Begin SUPPLIED RECORDS
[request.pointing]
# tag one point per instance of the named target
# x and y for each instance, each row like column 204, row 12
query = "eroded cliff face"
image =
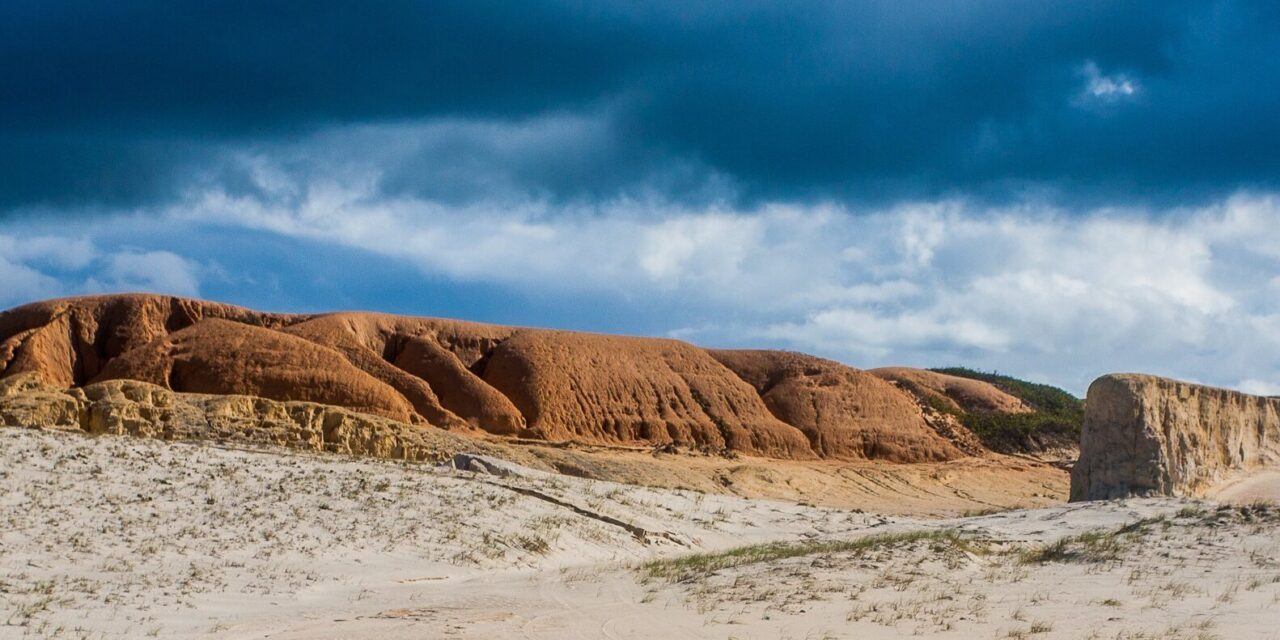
column 1148, row 435
column 478, row 378
column 142, row 410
End SUPPLIED RECORDS
## WHAT IS EXPECTED
Rewrite the material above, changing every "instance" to "occurrence" and keeping everything else as it is. Omit the pictures from your answer.

## FINAL ANSWER
[request.pointing]
# tag one point per occurrence of the named target
# x and y for each occurrence, each row like column 204, row 12
query = "eroded cliff face"
image =
column 1148, row 435
column 478, row 378
column 142, row 410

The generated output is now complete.